> **PROBLEM TO WORK ON**:
Look below for the line with "garland visible in the provided image.". Retype it and every line after it to the end, exactly, but leave out the pictures.

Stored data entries
+++

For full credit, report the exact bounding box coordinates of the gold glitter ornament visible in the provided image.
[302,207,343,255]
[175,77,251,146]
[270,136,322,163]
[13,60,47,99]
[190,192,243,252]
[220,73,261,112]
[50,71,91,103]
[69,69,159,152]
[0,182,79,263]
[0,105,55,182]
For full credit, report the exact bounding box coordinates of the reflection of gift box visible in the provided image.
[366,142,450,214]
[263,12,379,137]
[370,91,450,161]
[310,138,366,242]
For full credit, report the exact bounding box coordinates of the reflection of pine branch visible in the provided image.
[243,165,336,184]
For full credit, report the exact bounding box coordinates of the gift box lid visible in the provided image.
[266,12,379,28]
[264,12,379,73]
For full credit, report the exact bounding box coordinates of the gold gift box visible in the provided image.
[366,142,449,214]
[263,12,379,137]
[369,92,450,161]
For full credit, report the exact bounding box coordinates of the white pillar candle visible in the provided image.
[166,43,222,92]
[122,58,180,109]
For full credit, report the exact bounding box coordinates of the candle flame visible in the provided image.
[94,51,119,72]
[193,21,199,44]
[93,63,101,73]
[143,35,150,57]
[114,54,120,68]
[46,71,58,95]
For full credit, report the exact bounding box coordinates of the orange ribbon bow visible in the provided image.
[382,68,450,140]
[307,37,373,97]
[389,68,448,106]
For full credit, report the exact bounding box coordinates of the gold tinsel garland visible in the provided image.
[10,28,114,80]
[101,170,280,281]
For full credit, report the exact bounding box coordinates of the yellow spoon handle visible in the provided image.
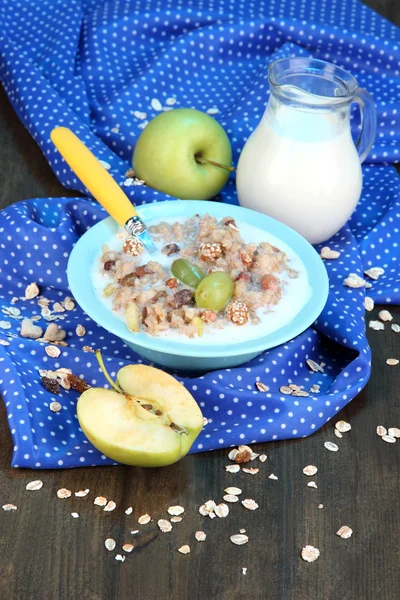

+++

> **TASK RESULT**:
For full credit, report the exact bounding box coordinates of the gold tinsel garland visible in the provided image.
[10,28,114,80]
[101,170,280,281]
For full credit, report the exact bounding box coordinates of the yellow spoon handle visible in the provided image.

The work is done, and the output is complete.